**WHAT TO PRODUCE:** Only the lines from the one with "For the site audit, find each instance of the white short" through the end of the data are wanted, copied exactly.

Data items
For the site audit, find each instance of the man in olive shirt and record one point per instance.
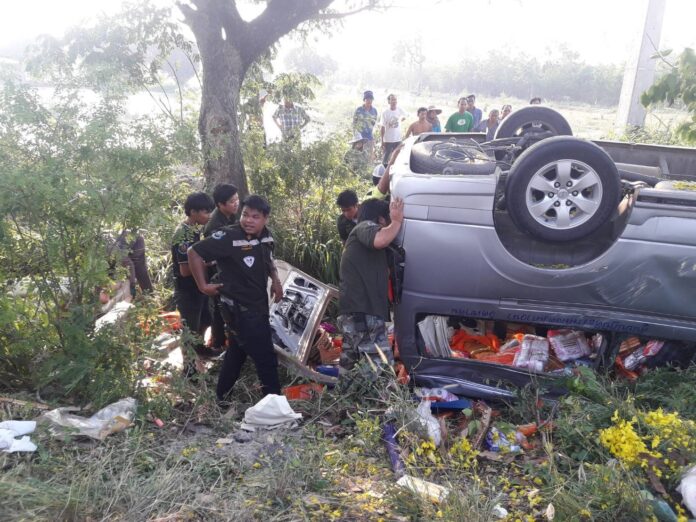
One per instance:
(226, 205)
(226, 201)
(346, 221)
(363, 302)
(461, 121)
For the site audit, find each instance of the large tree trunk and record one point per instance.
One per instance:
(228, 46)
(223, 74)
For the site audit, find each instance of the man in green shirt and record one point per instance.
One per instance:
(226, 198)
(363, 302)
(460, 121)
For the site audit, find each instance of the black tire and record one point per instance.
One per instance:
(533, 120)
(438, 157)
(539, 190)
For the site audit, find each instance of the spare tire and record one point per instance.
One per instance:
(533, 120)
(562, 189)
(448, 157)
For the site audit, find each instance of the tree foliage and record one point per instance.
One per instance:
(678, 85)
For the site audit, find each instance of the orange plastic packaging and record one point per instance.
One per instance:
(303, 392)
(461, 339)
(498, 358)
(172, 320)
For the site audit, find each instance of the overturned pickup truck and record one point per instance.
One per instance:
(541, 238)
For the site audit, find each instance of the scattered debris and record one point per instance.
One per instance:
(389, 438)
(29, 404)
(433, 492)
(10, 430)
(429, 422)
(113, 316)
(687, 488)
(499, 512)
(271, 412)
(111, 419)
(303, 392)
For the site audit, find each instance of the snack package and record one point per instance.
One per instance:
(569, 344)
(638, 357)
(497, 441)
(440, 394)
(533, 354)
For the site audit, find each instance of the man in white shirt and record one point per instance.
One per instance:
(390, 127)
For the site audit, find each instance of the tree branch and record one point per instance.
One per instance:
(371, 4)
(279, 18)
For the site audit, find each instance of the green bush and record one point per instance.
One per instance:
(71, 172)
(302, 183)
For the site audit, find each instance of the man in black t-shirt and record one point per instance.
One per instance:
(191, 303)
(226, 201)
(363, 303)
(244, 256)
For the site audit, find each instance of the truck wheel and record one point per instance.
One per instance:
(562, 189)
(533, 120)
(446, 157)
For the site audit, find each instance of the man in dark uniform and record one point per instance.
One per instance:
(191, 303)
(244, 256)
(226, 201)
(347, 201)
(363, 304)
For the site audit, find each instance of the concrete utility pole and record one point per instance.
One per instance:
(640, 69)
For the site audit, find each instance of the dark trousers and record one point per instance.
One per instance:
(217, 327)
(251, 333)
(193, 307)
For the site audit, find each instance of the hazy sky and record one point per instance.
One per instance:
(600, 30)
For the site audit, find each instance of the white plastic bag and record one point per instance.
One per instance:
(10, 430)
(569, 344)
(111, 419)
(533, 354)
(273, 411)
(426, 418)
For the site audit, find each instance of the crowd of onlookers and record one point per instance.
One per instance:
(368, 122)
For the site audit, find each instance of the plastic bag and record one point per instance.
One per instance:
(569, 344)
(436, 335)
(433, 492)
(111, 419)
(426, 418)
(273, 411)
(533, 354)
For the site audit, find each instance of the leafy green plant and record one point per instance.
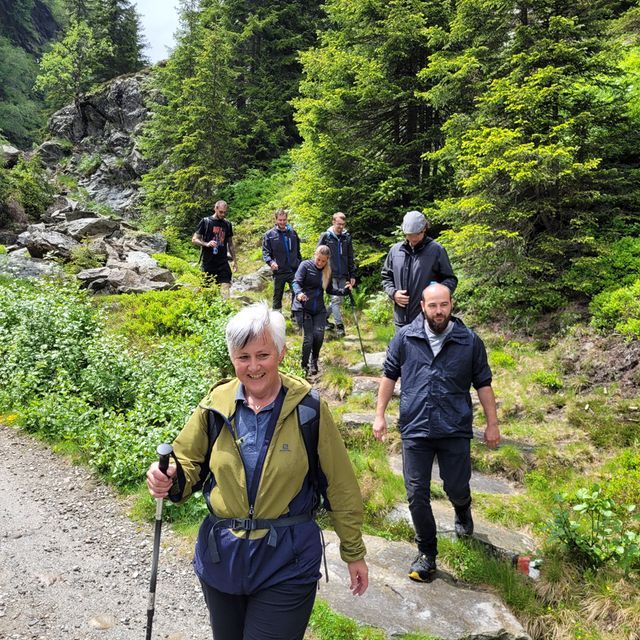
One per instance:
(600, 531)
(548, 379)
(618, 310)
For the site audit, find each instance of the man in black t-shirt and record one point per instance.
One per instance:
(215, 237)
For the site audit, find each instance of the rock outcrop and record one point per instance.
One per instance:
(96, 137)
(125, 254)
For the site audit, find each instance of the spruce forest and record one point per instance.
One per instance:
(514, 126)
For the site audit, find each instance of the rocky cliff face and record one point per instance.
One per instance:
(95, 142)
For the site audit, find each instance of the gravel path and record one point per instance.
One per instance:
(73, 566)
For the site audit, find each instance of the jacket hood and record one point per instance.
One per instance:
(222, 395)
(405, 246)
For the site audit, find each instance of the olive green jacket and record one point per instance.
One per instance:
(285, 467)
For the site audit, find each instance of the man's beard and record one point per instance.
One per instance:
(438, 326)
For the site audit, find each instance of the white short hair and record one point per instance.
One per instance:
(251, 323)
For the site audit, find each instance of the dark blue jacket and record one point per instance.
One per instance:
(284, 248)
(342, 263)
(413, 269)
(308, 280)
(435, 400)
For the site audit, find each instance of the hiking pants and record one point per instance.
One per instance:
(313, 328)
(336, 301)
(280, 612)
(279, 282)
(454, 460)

**WORKED SOLUTION:**
For the site audit, find each instance of the white short hair and record one point per instance.
One per instance:
(251, 323)
For the site audit, find each instance of the dark blue jacket and record one point per instance.
One per instance:
(284, 248)
(342, 263)
(413, 269)
(308, 280)
(435, 400)
For the site audit, find each instance of the hiking pants and record one point per instance.
One per instance:
(313, 328)
(336, 301)
(280, 612)
(279, 282)
(454, 460)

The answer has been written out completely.